• [TASK TO COMPLETE] Pull out of the data below the stretch of lines bounded by the one containing "[[644, 137]]" and the one containing "When queried with the yellow bin", both bounds included, unchanged.

• [DATA FOR ANALYSIS]
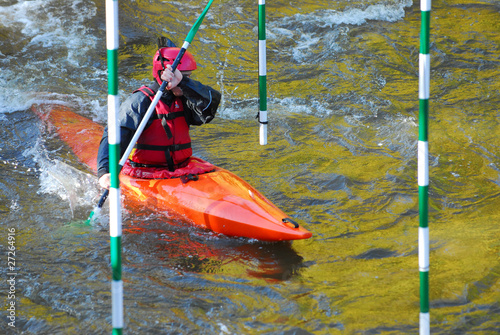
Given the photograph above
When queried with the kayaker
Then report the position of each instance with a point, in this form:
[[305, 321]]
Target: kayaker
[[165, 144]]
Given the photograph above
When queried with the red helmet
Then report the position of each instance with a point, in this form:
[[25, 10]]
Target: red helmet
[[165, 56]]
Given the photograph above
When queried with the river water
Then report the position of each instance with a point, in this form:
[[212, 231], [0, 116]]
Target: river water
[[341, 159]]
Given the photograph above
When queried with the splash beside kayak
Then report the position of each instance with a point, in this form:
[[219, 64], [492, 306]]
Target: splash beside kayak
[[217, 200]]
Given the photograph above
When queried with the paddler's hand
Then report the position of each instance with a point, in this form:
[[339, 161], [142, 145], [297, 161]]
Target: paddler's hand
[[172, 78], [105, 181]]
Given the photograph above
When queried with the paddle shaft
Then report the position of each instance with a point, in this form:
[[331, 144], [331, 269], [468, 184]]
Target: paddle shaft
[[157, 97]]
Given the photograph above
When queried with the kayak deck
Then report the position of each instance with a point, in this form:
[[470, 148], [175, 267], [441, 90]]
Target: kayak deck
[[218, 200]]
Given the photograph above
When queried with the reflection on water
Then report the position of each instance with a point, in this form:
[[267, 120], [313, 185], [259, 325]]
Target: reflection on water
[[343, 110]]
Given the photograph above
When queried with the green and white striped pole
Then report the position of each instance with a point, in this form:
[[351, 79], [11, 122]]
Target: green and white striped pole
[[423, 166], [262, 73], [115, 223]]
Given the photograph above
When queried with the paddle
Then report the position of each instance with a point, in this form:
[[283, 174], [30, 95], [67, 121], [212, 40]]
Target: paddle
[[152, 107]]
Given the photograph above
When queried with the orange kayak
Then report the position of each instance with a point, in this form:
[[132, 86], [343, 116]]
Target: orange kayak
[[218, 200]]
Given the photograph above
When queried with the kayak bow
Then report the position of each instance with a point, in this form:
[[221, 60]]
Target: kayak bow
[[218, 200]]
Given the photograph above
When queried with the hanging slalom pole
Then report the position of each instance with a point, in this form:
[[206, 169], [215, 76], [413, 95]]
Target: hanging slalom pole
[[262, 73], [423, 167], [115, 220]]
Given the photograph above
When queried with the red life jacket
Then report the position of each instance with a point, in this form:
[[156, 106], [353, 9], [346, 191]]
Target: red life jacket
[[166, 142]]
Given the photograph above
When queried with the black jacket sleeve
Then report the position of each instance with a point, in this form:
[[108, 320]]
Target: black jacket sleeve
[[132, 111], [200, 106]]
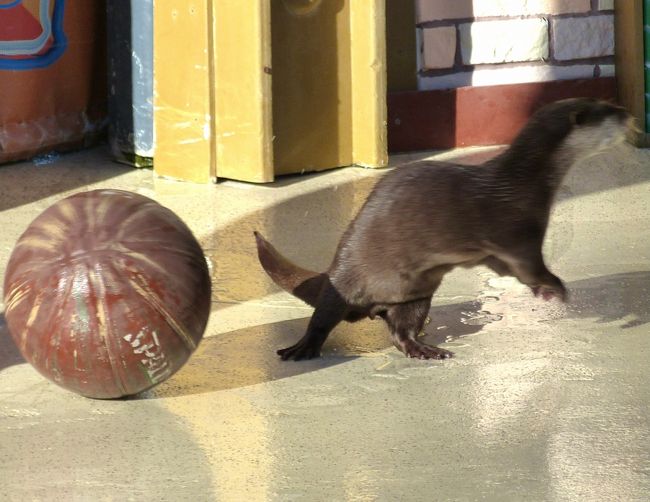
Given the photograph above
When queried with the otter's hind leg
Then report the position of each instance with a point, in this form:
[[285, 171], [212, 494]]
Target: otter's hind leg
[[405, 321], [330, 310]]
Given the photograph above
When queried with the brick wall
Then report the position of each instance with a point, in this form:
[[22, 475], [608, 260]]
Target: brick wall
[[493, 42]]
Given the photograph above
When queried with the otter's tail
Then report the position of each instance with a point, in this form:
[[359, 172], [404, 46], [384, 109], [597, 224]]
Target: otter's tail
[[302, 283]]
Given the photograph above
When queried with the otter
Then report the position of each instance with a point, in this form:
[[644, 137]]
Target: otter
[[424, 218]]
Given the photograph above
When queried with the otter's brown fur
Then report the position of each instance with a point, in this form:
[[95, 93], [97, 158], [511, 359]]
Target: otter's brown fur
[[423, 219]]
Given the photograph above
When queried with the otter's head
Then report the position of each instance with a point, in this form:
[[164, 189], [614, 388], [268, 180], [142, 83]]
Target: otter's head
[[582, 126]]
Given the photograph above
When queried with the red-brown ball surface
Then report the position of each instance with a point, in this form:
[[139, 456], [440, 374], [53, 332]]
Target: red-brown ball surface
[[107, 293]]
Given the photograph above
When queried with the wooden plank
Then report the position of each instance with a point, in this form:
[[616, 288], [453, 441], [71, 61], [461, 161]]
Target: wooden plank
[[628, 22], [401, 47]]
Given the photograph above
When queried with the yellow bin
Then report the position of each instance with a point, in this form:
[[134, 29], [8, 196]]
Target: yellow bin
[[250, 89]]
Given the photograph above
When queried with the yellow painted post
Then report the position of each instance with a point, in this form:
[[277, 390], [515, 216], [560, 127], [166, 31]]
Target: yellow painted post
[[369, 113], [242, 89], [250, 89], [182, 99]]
==
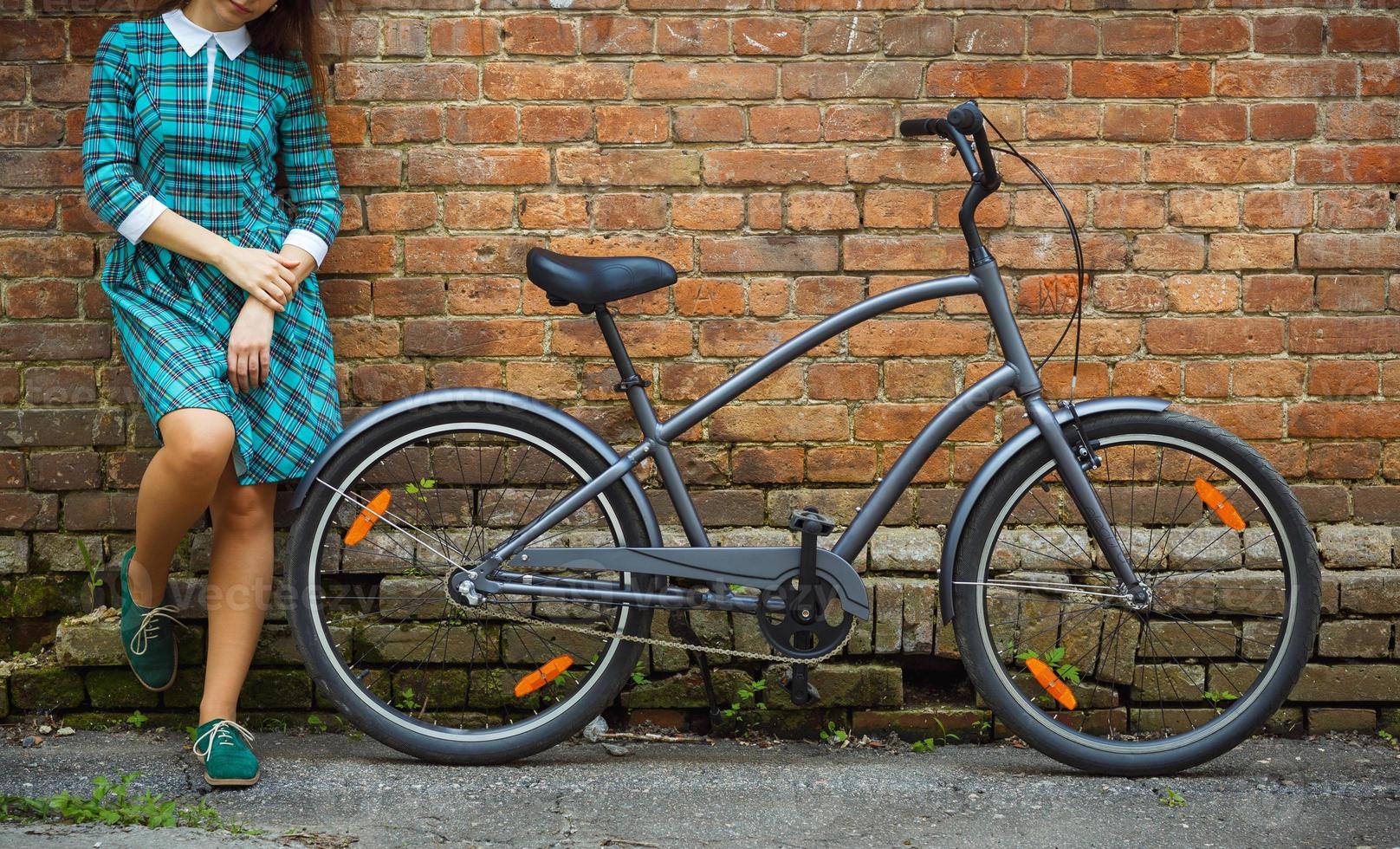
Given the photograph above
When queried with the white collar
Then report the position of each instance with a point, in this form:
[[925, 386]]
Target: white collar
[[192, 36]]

• [COMPLETED TASK]
[[644, 137]]
Target: otter
[[424, 218]]
Given the photograph above
When queried with the otter's brown fur
Then report the position of each instance with a point, in this form:
[[95, 93], [97, 158], [511, 359]]
Target: otter's brown fur
[[423, 219]]
Given the photograph above
When queried with the otter's head
Then report the position of each instance with a point, in this form:
[[164, 189], [614, 388], [268, 180], [142, 83]]
Target: otter's head
[[582, 126]]
Given the photograph above
When queried with the red-brown ball surface
Then report the position of each instance with a point, in this form:
[[139, 456], [440, 374], [53, 332]]
Target: red-brown ball surface
[[107, 293]]
Given the photograph above
When queried with the wooden plank
Then report the position of each instance with a point, in this form:
[[616, 288], [453, 441], [71, 61], [461, 161]]
Target: wooden plank
[[628, 22], [401, 47]]
Given the photograph above
When queried with the yellow bin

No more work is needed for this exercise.